*** Opening of MATERIAL SUPPLIED ***
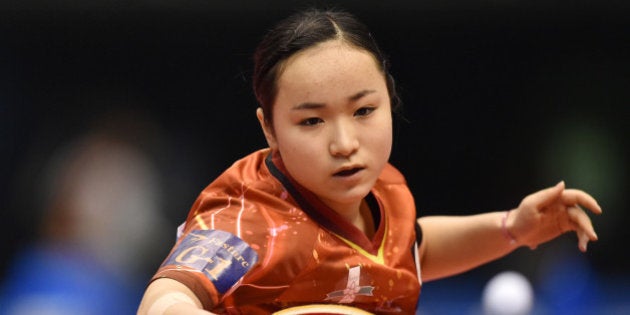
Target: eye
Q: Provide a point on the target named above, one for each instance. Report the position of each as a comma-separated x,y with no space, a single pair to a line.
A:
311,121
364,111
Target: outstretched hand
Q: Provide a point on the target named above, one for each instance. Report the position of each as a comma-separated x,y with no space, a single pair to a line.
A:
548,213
*** Close of MATERIAL SUPPLIED ***
*** Opening of MATERIAL SUPPLIED ***
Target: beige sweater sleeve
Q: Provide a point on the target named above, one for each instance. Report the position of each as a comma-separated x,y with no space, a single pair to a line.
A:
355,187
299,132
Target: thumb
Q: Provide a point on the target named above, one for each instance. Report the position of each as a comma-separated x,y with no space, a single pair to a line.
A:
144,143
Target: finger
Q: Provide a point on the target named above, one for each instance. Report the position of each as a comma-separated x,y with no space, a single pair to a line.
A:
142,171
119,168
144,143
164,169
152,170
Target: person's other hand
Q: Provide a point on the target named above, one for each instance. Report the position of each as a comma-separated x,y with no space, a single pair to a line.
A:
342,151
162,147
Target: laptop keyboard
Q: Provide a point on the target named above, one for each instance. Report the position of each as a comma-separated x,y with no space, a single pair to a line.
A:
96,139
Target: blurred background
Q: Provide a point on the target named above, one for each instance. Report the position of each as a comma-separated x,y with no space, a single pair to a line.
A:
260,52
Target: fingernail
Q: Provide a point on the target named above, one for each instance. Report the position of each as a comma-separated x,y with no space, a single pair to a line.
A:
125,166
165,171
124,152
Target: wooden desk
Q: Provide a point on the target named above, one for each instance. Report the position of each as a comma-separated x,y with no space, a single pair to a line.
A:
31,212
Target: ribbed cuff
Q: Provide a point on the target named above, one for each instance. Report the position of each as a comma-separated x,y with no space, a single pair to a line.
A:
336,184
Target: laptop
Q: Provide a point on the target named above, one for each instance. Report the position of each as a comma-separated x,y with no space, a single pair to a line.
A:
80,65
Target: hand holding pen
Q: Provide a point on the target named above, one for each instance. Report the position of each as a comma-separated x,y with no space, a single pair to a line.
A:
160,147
*** Close of MATERIAL SUPPLIED ***
• TASK GOAL:
Each line carrying the string "laptop" should be copied out from the entries.

• OUTPUT BELOW:
Target: laptop keyboard
Target: laptop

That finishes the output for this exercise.